### Records for processing ###

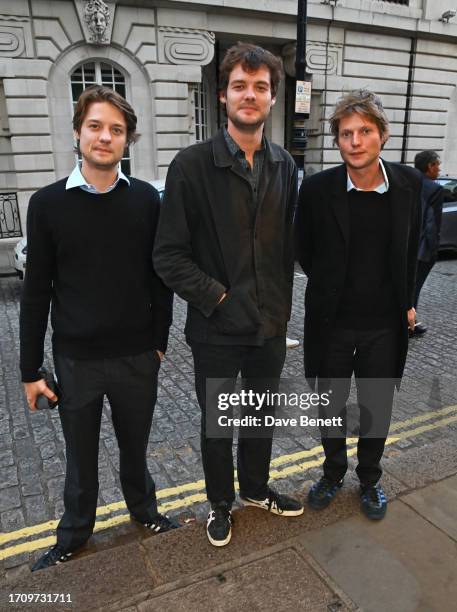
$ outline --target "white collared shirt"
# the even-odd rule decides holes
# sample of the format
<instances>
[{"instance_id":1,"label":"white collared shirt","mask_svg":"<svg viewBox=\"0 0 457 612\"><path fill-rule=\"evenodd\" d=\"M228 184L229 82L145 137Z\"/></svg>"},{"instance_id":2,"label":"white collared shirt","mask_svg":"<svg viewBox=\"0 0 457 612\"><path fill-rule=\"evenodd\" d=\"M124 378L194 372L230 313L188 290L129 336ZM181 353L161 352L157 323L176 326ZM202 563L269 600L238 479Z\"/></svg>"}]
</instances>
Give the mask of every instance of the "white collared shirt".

###
### Records for processing ###

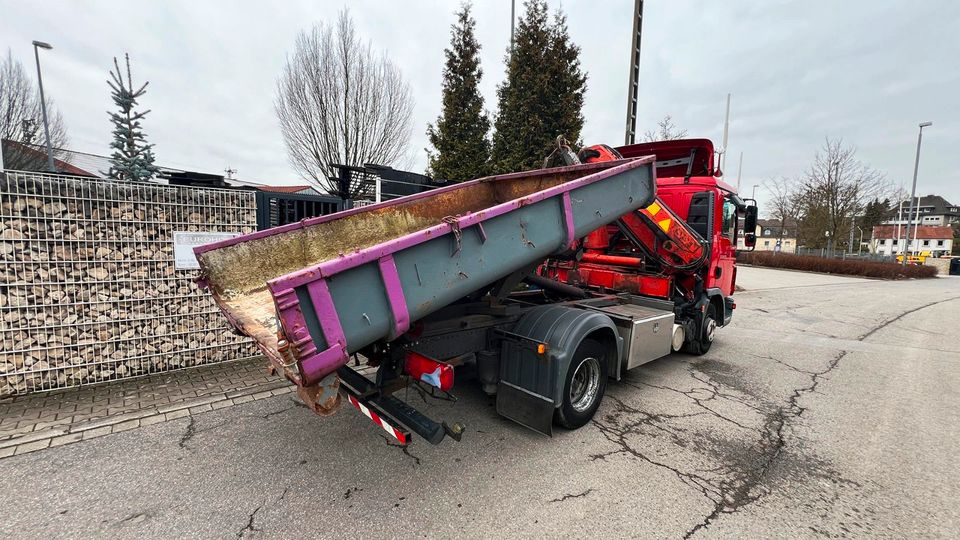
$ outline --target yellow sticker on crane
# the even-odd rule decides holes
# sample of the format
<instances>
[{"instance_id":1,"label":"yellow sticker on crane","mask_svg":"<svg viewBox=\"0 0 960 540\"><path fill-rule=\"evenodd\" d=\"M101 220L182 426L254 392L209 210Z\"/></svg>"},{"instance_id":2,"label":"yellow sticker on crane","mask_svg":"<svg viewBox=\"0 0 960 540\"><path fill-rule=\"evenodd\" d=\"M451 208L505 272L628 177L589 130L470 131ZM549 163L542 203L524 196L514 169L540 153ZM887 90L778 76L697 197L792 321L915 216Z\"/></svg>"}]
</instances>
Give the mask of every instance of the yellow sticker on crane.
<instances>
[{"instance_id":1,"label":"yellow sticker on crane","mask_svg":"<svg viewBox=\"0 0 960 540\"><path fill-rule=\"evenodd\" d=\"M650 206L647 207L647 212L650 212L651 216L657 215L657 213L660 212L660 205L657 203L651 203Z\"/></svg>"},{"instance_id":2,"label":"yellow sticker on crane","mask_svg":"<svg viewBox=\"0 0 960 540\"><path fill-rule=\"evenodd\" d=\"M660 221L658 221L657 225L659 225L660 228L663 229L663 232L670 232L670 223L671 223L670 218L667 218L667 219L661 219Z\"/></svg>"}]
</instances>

###
### Records for processing ###

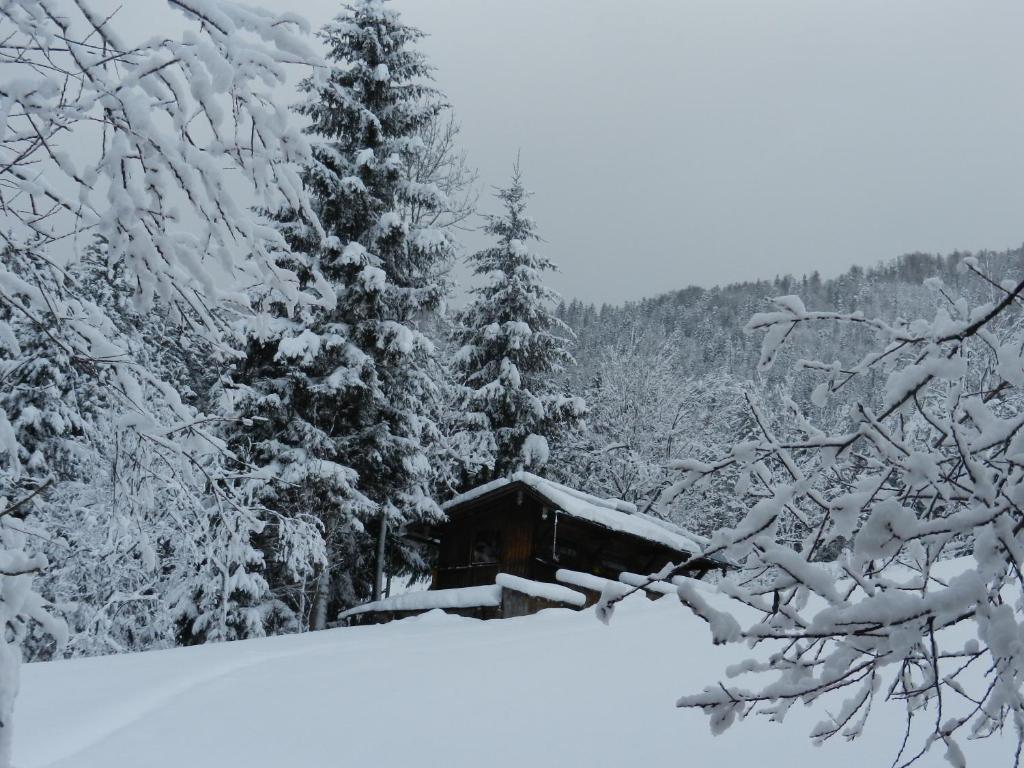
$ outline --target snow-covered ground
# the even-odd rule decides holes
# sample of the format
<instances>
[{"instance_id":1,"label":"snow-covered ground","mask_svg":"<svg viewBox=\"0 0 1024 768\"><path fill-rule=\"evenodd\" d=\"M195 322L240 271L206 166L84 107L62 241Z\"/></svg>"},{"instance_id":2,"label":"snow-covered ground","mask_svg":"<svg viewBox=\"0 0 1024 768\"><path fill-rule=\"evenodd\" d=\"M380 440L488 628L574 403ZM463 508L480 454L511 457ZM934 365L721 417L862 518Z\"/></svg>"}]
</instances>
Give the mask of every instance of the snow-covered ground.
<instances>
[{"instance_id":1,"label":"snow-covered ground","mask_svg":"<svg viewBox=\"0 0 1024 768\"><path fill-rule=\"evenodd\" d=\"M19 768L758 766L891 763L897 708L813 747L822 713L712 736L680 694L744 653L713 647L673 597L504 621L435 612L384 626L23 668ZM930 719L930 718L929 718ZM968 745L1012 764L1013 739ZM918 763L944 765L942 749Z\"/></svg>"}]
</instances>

###

Your answer must consist of every line in the listing that contains "collared".

(Exercise output):
$ outline --target "white collared shirt"
[{"instance_id":1,"label":"white collared shirt","mask_svg":"<svg viewBox=\"0 0 457 612\"><path fill-rule=\"evenodd\" d=\"M228 184L229 82L145 137Z\"/></svg>"},{"instance_id":2,"label":"white collared shirt","mask_svg":"<svg viewBox=\"0 0 457 612\"><path fill-rule=\"evenodd\" d=\"M124 378L194 372L230 313L188 290L129 336ZM181 353L161 352L157 323L176 326ZM202 563L269 600L238 479Z\"/></svg>"}]
Give the mask of every instance of the "white collared shirt".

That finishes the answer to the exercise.